++++ Material for this exercise
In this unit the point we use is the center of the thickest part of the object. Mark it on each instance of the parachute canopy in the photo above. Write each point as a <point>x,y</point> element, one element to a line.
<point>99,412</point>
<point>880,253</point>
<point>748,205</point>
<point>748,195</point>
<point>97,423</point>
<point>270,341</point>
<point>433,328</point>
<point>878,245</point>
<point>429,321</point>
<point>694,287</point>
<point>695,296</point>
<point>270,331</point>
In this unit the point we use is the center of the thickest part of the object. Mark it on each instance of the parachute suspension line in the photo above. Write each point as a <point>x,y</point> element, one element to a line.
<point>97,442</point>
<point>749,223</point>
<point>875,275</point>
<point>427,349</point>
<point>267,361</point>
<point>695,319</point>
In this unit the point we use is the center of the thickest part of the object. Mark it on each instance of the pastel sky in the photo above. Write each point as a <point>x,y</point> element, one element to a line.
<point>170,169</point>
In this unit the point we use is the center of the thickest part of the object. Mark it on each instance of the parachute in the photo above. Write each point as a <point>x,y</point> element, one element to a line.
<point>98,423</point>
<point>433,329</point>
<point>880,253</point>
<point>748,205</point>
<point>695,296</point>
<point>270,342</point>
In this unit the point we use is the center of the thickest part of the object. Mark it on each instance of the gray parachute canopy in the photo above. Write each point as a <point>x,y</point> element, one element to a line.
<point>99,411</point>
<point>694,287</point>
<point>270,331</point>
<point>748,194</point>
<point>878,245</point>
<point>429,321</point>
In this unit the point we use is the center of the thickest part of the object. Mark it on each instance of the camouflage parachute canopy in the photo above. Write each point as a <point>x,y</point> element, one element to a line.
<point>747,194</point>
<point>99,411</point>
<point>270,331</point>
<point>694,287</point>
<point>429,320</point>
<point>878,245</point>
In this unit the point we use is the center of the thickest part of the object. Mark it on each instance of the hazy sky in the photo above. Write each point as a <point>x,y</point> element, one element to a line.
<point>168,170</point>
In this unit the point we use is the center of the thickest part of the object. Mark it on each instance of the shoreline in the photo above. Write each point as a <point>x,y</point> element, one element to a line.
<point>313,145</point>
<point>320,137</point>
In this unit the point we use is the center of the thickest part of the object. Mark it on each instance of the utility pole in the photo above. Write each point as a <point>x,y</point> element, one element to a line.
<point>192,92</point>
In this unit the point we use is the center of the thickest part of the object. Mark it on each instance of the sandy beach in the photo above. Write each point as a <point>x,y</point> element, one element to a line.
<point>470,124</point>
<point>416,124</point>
++++++++
Once you find the line containing "of the hazy", copy it and every line after it through the end of the records, exactly as they stand.

In this unit the point we use is the center of the thickest part of the object. Mark it on each instance of the hazy sky in the photo above. Write each point as a <point>x,y</point> element, one element to a line.
<point>168,170</point>
In this unit the point we use is the center of the thickest part of the object. Mark it on each instance of the shoreline in the photo above. Write each point as a <point>x,y</point> element, one element to a line.
<point>313,145</point>
<point>320,137</point>
In this unit the point we use is the center of the thickest part of the object. Mark it on each instance of the utility pole in the photo above. Write each point as a <point>x,y</point> element, one element to a line.
<point>192,92</point>
In this unit the point we use is the center of the thickest part of the object. Mark it on each instance of the sandy beach in the photo above. Write each point as a <point>x,y</point> element, one element to a line.
<point>470,124</point>
<point>416,124</point>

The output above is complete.